_Data supplied_.
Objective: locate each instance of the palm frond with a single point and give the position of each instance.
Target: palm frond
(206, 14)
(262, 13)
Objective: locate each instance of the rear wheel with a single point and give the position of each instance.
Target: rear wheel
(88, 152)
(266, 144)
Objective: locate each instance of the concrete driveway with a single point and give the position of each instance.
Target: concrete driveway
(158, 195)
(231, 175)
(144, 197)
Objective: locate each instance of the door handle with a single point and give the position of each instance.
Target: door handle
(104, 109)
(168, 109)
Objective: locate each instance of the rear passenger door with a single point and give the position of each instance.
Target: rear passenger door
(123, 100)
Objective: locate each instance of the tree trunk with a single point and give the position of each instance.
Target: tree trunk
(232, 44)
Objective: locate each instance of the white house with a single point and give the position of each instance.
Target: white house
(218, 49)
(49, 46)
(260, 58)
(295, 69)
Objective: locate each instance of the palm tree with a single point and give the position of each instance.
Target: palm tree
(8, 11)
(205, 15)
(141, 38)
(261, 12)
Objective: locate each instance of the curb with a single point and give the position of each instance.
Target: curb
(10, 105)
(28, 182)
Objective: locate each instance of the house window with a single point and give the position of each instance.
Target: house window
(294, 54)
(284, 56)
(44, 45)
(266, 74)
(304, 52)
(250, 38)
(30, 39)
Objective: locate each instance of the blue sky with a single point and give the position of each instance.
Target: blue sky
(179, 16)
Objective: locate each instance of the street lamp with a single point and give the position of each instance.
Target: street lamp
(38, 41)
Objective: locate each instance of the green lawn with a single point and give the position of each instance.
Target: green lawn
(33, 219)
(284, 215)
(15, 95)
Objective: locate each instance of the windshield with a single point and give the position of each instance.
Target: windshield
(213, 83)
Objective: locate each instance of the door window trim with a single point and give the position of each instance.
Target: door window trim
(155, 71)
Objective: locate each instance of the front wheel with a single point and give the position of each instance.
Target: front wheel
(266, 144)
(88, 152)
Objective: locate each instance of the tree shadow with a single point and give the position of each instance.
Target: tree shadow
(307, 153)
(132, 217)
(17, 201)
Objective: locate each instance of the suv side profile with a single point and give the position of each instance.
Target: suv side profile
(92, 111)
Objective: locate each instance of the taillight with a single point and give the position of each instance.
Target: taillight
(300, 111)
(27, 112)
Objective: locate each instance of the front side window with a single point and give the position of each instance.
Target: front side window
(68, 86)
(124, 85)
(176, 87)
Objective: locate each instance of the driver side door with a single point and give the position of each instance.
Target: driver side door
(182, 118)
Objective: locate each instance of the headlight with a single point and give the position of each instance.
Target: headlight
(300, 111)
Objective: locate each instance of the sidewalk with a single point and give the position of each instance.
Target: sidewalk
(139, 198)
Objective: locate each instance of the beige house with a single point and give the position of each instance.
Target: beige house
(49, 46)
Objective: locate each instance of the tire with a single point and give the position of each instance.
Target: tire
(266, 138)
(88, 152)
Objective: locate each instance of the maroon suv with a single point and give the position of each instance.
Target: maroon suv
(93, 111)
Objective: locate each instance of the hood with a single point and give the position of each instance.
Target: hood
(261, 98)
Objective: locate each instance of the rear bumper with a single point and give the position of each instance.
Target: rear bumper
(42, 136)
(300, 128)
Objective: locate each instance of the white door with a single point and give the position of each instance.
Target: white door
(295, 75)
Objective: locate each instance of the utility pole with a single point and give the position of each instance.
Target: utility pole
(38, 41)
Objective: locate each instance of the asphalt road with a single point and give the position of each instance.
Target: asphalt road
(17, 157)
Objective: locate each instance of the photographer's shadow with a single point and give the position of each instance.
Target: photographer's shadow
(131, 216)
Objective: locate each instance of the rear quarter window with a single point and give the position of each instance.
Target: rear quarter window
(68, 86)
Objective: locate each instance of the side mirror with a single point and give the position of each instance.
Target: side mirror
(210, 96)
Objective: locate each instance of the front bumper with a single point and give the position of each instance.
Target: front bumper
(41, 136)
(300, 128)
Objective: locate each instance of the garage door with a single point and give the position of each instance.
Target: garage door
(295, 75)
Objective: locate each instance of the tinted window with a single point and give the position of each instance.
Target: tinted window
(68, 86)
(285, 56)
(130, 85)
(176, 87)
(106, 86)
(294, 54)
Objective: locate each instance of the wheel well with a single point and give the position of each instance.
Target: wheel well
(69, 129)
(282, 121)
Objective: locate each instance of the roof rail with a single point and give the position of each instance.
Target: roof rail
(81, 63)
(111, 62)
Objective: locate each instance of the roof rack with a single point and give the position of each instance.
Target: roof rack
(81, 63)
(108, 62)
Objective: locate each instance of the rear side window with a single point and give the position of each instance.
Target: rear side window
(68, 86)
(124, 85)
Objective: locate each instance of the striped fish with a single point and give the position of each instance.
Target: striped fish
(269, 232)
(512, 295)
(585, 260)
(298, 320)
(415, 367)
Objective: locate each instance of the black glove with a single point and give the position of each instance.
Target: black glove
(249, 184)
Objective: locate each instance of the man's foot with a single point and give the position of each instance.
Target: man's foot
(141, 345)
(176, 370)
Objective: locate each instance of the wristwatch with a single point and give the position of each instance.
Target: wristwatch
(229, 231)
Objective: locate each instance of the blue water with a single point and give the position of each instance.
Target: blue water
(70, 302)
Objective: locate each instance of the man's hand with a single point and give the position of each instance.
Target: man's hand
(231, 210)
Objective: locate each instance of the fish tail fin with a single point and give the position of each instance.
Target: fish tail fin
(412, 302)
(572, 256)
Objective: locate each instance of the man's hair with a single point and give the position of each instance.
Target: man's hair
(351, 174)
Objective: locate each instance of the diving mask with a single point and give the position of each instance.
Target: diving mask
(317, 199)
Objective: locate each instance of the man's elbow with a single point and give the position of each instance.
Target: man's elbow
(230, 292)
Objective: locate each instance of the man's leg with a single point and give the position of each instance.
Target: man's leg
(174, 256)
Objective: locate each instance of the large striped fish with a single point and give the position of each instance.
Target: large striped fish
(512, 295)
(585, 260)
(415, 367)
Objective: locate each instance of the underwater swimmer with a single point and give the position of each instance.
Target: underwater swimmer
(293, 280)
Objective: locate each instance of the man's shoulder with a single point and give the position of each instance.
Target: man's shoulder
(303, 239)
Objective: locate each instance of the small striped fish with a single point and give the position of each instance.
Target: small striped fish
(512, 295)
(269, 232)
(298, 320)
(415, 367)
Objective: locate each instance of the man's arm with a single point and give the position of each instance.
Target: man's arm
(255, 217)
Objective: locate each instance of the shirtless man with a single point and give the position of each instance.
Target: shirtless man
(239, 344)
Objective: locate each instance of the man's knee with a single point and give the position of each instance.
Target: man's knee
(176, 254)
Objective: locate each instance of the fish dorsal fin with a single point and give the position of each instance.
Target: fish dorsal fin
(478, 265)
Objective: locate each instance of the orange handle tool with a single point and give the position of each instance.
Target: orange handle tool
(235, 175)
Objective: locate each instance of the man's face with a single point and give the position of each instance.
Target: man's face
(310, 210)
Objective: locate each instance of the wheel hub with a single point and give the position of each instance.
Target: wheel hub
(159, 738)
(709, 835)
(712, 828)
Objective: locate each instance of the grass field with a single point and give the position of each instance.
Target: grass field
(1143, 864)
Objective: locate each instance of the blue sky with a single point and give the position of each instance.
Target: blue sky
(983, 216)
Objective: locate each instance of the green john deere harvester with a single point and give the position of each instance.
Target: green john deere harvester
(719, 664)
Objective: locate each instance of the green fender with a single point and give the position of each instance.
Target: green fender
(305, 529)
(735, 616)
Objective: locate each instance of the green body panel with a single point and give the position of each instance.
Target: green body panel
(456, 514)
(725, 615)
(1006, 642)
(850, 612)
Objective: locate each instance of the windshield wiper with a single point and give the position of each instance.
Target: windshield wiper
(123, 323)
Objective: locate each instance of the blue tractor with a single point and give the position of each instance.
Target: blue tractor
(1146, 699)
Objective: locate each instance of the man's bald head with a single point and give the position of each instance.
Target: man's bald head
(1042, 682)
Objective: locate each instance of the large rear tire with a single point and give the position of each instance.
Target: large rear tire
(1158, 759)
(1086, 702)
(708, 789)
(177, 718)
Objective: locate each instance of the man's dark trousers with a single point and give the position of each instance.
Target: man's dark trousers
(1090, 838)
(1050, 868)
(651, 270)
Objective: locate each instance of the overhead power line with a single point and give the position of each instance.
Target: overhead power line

_Exercise goal_. Go through the entries and report every line with the string "power".

_Exercise solution_.
Objective: locate each instance of the overhead power line with a single point and give the position of each instance.
Target: overhead power line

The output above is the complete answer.